(Labeled-object pointing entries)
------------------------------
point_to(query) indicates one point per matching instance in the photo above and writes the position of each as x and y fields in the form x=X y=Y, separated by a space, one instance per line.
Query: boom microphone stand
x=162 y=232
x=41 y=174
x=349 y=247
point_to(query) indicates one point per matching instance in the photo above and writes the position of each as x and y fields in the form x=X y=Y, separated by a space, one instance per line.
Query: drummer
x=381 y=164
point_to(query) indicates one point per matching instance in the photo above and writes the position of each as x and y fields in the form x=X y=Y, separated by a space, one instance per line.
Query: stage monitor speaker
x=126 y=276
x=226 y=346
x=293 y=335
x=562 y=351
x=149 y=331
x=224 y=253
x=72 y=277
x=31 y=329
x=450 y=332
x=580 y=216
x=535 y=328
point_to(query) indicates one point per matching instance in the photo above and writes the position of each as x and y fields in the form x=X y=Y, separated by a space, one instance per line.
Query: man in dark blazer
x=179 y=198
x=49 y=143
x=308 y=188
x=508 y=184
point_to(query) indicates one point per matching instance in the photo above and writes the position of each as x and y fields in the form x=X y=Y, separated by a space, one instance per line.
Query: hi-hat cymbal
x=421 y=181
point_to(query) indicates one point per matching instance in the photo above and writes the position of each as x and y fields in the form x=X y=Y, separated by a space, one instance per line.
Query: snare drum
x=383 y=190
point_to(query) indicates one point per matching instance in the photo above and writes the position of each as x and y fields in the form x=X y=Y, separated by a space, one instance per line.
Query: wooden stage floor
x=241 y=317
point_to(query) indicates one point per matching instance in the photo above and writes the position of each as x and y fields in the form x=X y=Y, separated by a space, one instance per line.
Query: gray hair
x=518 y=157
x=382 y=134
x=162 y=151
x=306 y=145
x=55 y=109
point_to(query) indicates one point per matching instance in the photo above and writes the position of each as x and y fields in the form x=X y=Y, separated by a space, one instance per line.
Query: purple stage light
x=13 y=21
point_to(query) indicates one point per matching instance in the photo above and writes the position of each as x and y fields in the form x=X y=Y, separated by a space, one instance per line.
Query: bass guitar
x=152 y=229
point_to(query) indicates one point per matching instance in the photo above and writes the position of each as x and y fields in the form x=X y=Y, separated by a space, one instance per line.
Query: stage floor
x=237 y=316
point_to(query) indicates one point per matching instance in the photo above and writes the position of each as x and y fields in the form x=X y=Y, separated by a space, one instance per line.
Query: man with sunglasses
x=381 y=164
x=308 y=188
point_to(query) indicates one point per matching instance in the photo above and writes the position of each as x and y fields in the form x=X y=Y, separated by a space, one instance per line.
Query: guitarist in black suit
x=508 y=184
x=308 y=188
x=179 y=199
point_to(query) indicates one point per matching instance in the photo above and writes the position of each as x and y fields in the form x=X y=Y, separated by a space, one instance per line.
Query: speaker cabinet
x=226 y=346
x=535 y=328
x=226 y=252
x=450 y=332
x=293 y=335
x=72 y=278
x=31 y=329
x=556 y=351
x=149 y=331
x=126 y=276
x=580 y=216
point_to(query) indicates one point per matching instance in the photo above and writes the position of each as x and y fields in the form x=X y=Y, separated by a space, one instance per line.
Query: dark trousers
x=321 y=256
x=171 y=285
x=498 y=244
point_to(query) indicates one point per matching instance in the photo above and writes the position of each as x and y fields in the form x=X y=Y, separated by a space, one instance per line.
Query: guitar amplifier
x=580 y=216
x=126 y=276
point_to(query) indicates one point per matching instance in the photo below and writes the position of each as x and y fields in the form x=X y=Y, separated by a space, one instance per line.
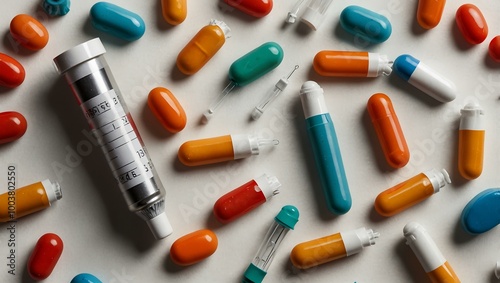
------------------------------
### Short problem
Rewrite every line of the records above as a numbered list, omitting blank lines and leaving the pictures out of your answer.

### Solution to the exercise
1. point_to(query) indicates one point per matching instance in the photo above and writes the position of each as x and y fields in the form x=X y=Y, separated by a space, one instance per line.
2. Query: boom microphone stand
3. x=162 y=232
4. x=41 y=174
5. x=349 y=247
6. point_to(query) indicates one point per matching instance in the photo above and writes the position of each as x and y fields in the form x=X y=Y, separated by a space, one instance per line.
7. Query: drummer
8. x=381 y=164
9. point_to(query) indicates one point per matching instance in the photo above and writes the position of each as x and y fields in the form x=X y=Y, separated by a space, one instance per line.
10. Query: stage monitor speaker
11. x=126 y=276
12. x=226 y=346
13. x=293 y=335
14. x=562 y=351
15. x=149 y=331
16. x=224 y=253
17. x=72 y=277
18. x=31 y=329
19. x=450 y=332
20. x=580 y=216
21. x=535 y=328
22. point_to(query) indicates one point per matching instance in the photo above and writes the position of each as x and y fields in the form x=X y=Y, separated by a space, one instance per line.
23. Query: man in dark blazer
24. x=179 y=198
25. x=49 y=143
26. x=308 y=188
27. x=508 y=184
28. point_to(query) indicates one point per matching instance in the photo above and writes the position of each as x and y fields in the form x=X y=Y, separated by a space, one instance per line.
29. Query: hi-hat cymbal
30. x=421 y=181
31. point_to(query) indicates one point per matching instance in the photo above and writes the position of each as x and y fields in the form x=X y=Y, separated by a space, one instance per line.
32. Query: snare drum
33. x=383 y=190
34. point_to(query) indicates one point per matching instance in the photo above and writes the position of each as x and y fields in the form x=X y=Y, separated by a space, one instance per line.
35. Query: wooden stage floor
36. x=241 y=317
37. point_to(query) indicates one point per matching instance in the photo above and writes the position of each as x and y fields in the form x=X y=Y, separated by a space, one instance per line.
38. Query: gray hair
39. x=518 y=157
40. x=382 y=134
41. x=162 y=151
42. x=306 y=145
43. x=55 y=109
44. point_to(query) indicates one point per matching instance in the photo above and writes the position of each as x and y fields in the form x=X y=Y, separated by a space, one instance per line.
45. Query: purple stage light
46. x=13 y=21
47. point_to(query) indicates one point per matching instance in the photo above and writes the position of each as x and y fields in the form x=X y=Y, separated by a space, one instance per line.
48. Query: bass guitar
49. x=152 y=229
50. point_to(query) indicates one point per matching instance in the photo above and writes the position of each as x and y fields in the form x=X y=Y, separated by a space, one instance per line.
51. Query: stage floor
52. x=237 y=316
53. point_to(query) indicates one point per matching instance in the photo above and writes the position of each as x and y fields in the form x=X y=Y, separated by a space, one instance per line.
54. Query: man with sunglasses
55. x=381 y=164
56. x=308 y=188
57. point_to(query) indicates one point per matching instance in the photo above and writes the position of each as x and y fields in the form x=X y=Y, separated by a space, one instance per line.
58. Query: guitarist in black suit
59. x=508 y=184
60. x=308 y=188
61. x=179 y=199
62. point_to(query) indicates one point per matching instance in the photo above and writes the position of each as x and y fields in the form x=X y=Y, separated by a space, one instance per line.
63. Query: speaker cabinet
64. x=226 y=346
65. x=535 y=328
66. x=226 y=252
67. x=450 y=332
68. x=293 y=335
69. x=72 y=278
70. x=31 y=329
71. x=556 y=351
72. x=149 y=331
73. x=126 y=276
74. x=580 y=216
75. point_to(query) indicates one point per matching instance in the photo above and writes the position of each as x and y fields in the form x=X y=Y, separated by a space, one instance per line.
76. Query: dark trousers
77. x=321 y=256
78. x=171 y=285
79. x=498 y=244
80. point_to(query) indicates one point per matching instance in the photo above and writes the position of each as x and y fields in the form x=X y=Y, separated by a space, one instance per line.
81. Query: guitar amplifier
82. x=580 y=216
83. x=126 y=276
84. point_to(query) indicates one point per matching instance in the photo below and writes the position of each as x and y fields in the form x=X y=Y, separated by a space, one instance per line.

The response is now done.